**ENTRIES:**
__________________________________________________

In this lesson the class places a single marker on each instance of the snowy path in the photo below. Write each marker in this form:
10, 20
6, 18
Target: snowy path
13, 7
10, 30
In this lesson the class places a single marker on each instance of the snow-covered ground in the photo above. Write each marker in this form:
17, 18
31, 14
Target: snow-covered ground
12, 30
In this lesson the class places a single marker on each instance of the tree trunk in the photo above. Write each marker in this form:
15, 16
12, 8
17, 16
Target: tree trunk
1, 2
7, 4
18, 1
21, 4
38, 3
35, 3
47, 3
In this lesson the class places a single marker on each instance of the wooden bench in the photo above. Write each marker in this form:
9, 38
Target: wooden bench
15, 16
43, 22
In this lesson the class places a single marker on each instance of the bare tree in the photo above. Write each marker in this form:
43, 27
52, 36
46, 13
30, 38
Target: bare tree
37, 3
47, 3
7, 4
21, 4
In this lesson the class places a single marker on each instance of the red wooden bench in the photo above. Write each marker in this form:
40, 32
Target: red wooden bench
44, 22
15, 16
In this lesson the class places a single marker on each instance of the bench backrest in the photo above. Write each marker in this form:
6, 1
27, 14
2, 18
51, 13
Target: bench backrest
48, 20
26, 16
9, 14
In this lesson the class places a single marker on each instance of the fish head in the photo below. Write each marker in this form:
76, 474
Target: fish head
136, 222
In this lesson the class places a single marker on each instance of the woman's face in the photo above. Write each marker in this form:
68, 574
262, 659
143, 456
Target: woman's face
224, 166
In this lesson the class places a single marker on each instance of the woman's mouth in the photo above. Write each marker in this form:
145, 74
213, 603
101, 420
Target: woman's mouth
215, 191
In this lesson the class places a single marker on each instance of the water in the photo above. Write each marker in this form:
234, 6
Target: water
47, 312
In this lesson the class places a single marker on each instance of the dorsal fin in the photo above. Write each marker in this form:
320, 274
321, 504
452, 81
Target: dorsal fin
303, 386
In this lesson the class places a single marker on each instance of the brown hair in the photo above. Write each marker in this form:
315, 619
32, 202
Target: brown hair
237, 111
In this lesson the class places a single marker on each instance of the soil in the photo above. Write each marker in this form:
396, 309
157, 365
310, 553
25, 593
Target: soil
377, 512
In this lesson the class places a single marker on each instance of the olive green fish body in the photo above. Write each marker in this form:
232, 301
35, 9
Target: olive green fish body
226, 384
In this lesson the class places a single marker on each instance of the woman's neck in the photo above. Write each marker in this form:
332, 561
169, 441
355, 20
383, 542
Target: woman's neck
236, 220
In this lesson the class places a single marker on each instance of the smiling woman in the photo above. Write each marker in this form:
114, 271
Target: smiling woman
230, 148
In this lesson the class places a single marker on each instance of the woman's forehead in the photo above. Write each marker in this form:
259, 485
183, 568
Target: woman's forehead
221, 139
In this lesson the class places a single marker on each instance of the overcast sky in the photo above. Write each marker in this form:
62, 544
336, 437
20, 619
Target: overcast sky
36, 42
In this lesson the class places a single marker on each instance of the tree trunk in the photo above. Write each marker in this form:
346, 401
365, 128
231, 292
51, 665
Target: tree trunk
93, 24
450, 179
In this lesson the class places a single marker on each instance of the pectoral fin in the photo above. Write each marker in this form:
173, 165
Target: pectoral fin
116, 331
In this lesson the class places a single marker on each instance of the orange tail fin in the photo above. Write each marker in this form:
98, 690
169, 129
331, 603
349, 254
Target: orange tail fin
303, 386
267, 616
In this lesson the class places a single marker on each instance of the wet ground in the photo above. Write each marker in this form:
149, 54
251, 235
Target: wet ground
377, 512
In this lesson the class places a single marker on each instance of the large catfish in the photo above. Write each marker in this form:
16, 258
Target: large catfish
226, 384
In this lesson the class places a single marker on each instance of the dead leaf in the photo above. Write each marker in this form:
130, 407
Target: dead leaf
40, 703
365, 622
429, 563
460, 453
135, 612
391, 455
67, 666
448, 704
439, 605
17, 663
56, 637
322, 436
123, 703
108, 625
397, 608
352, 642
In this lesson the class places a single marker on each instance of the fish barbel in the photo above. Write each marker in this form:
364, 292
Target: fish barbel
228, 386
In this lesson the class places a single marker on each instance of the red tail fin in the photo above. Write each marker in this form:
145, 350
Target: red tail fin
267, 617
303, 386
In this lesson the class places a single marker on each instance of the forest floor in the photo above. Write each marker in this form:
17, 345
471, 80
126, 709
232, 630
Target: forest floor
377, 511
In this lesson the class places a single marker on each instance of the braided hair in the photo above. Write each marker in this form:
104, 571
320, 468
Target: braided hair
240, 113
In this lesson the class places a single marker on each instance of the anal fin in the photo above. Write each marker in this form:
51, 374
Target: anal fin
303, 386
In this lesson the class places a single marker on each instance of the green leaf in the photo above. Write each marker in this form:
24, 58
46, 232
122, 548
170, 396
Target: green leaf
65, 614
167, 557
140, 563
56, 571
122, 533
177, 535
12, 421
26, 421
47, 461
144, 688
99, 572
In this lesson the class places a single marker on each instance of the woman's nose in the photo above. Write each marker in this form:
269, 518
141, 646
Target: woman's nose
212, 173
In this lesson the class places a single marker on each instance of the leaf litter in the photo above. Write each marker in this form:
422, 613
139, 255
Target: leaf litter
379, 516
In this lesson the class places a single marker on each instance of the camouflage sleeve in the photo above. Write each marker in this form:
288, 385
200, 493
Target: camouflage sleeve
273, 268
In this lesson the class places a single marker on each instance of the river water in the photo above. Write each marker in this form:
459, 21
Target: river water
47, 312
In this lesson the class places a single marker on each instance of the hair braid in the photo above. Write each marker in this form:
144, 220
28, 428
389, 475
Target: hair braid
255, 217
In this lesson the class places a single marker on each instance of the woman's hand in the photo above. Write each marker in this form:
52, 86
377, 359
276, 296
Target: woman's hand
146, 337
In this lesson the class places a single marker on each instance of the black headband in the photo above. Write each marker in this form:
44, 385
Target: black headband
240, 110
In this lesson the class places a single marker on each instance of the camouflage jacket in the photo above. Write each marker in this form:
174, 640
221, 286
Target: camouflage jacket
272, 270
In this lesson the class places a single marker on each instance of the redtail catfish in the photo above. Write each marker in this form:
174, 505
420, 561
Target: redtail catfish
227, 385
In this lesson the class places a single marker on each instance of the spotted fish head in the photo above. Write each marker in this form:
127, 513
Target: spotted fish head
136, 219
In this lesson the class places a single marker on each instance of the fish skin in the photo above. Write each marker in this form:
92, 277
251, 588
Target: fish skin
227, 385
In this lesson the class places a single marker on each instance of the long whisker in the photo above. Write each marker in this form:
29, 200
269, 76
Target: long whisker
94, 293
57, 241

__________________________________________________

**TASK PROMPT:**
Restate every line of the data word for word.

**RESPONSE BELOW:**
In this lesson the class places a single marker on each instance of the snowy path in the photo below. Write each marker in this form:
10, 20
6, 18
Target: snowy path
13, 7
10, 30
In this lesson the class places a single marker on each instance of the snow-covered ground in the photo above. Write each marker in this form:
17, 18
31, 14
Target: snow-covered ground
12, 30
In this lesson the class places a single marker on each instance of the tree trunk in the photo above. Write each marker in this form:
15, 16
12, 8
17, 16
Target: tree trunk
1, 2
7, 4
18, 1
21, 4
38, 3
35, 3
47, 3
In this lesson the class places a single marker on each instance of the wooden bench in the photo above. Write each marker in this form:
9, 38
Target: wooden bench
15, 16
43, 22
In this lesson the class places a single marker on each instance of the bare tree in the photo above. Write each marker in this form:
43, 27
52, 36
46, 13
30, 38
Target: bare tree
37, 3
47, 3
7, 4
21, 4
In this lesson the class places a single marker on each instance of the red wooden bench in the photo above. Write each marker in this form:
40, 32
Target: red wooden bench
44, 22
15, 16
In this lesson the class places a single marker on each instance of the bench backrest in the photo above. Write each marker in this form:
6, 1
27, 14
2, 18
51, 13
Target: bench backrest
48, 20
26, 16
9, 14
In this lesson the class places a single marker on each instance of the fish head in the photo below. Write each marker in this form:
76, 474
Target: fish head
136, 222
In this lesson the class places a single marker on each instance of the woman's face in the photo above. Write each marker in this form:
68, 574
262, 659
143, 456
Target: woman's face
224, 166
In this lesson the class places a single marker on each instance of the woman's mouth in the photo above. Write each marker in this form:
145, 74
213, 603
101, 420
Target: woman's mouth
215, 191
In this lesson the class places a single marker on each instance of the water in the photo above. Write each marker in this form:
234, 6
Target: water
47, 312
In this lesson the class places a single marker on each instance of the dorsal fin in the photo above. Write each marker in this form:
320, 274
321, 504
452, 81
Target: dorsal fin
303, 386
In this lesson the class places a single marker on each instance of the brown hair in the photo above. Write each marker in this form:
315, 619
32, 202
Target: brown hair
237, 111
In this lesson the class places a single marker on each instance of the soil in the photo above. Write each marker in this form:
396, 309
157, 365
310, 553
25, 593
Target: soil
377, 512
In this lesson the class places a single marker on each instance of the olive green fish body in the photo above. Write each marker in this form:
232, 301
35, 9
Target: olive green fish body
226, 384
In this lesson the class places a single marker on each instance of the woman's neck in the photo above. Write each marker in this form:
332, 561
169, 441
355, 20
383, 542
Target: woman's neck
236, 220
In this lesson the class places a single marker on each instance of the smiling woman in the photo above. Write each marker in this form:
114, 271
Target: smiling woman
230, 148
In this lesson the class places a single marker on each instance of the woman's forehead in the photo above. Write each marker in this form:
259, 485
183, 568
Target: woman's forehead
221, 139
In this lesson the class places a single marker on each instance of the overcast sky in the photo above. Write each marker in this form:
62, 544
336, 437
20, 619
Target: overcast sky
36, 42
In this lesson the class places a single marker on each instance of the tree trunk in the photo above. Write each marker in this form:
346, 401
365, 128
231, 292
51, 665
Target: tree trunk
93, 24
450, 179
In this lesson the class places a single marker on each instance of the pectoral fin in the photo above. Write each marker in this form:
173, 165
Target: pectoral fin
116, 331
In this lesson the class places a single marker on each instance of the orange tail fin in the photo above. Write each marker in this form:
98, 690
169, 129
331, 603
349, 254
Target: orange tail fin
303, 386
267, 616
In this lesson the class places a single marker on each instance of the wet ground in the photo above. Write each marker in this form:
149, 54
251, 235
Target: wet ground
377, 512
In this lesson the class places a single marker on each instance of the large catfish in the photo above. Write each marker in this form:
16, 258
Target: large catfish
226, 384
In this lesson the class places a single marker on each instance of the dead leaf in the photo above. Write each marker in this form:
130, 407
Target: dead leaf
40, 703
365, 622
429, 563
460, 453
135, 612
391, 455
67, 666
448, 704
439, 605
17, 663
56, 637
322, 436
123, 703
108, 625
397, 608
352, 642
In this lesson the class places a single marker on each instance of the fish barbel in the photo above. Write each marker in this form:
364, 292
Target: fish barbel
228, 386
In this lesson the class places a single marker on each instance of the red tail fin in the photo above. Write each marker in this form:
145, 350
Target: red tail fin
267, 617
303, 386
In this lesson the class places a single marker on each instance of the forest floor in the photo above. Write each marker in this form:
17, 345
471, 80
126, 709
232, 630
Target: forest floor
377, 511
In this lesson the class places a single marker on each instance of the braided hair in the photo above. Write each marker in this form:
104, 571
320, 468
Target: braided hair
240, 113
In this lesson the class places a single marker on each instance of the anal fin in the photo above. Write each marker in this form:
51, 374
Target: anal fin
303, 386
In this lesson the class places a single marker on each instance of the green leaf in the photo above. Write each marker in this form:
24, 58
46, 232
122, 548
170, 396
Target: green leaf
65, 614
167, 557
140, 563
56, 571
122, 533
177, 535
12, 421
26, 421
47, 461
144, 688
99, 572
In this lesson the class places a single marker on each instance of the woman's nose in the photo above. Write each marker in this form:
269, 518
141, 646
Target: woman's nose
212, 173
In this lesson the class places a single marker on each instance of the leaf litter in the photo above. Write each marker in this form:
422, 613
139, 255
Target: leaf litter
379, 516
In this lesson the class places a single marker on each instance of the camouflage sleeve in the photo above. Write each marker in this form:
288, 385
200, 493
Target: camouflage sleeve
273, 268
In this lesson the class places a single marker on each instance of the river water in the photo above. Write each marker in this form:
459, 21
Target: river water
47, 312
In this lesson the class places a single marker on each instance of the hair braid in the photo above. Write each marker in this form:
144, 220
28, 428
389, 475
Target: hair braid
255, 217
In this lesson the class places a single marker on each instance of the woman's hand in the photo above. Write each marker in this form:
52, 86
377, 359
276, 296
Target: woman's hand
146, 337
In this lesson the class places a single marker on each instance of the black headband in the photo above. Write each marker in this form:
44, 385
Target: black headband
240, 110
In this lesson the class places a single marker on each instance of the camouflage jacket in the photo above. Write each marker in this form:
174, 640
221, 286
Target: camouflage jacket
272, 270
In this lesson the class places a single marker on each instance of the redtail catfish in the photo above. Write each marker in this form:
174, 505
420, 561
Target: redtail catfish
227, 385
In this lesson the class places a single marker on each instance of the spotted fish head in the photo above. Write each marker in this form:
127, 513
Target: spotted fish head
136, 219
In this lesson the class places a single marker on each instance of the fish skin in the photo above. Write each marker in this form:
92, 277
251, 588
Target: fish skin
227, 385
In this lesson the class places a single marker on each instance of the long whisker in the photo above. Write each marker in this form:
29, 200
269, 76
Target: long whisker
94, 293
57, 241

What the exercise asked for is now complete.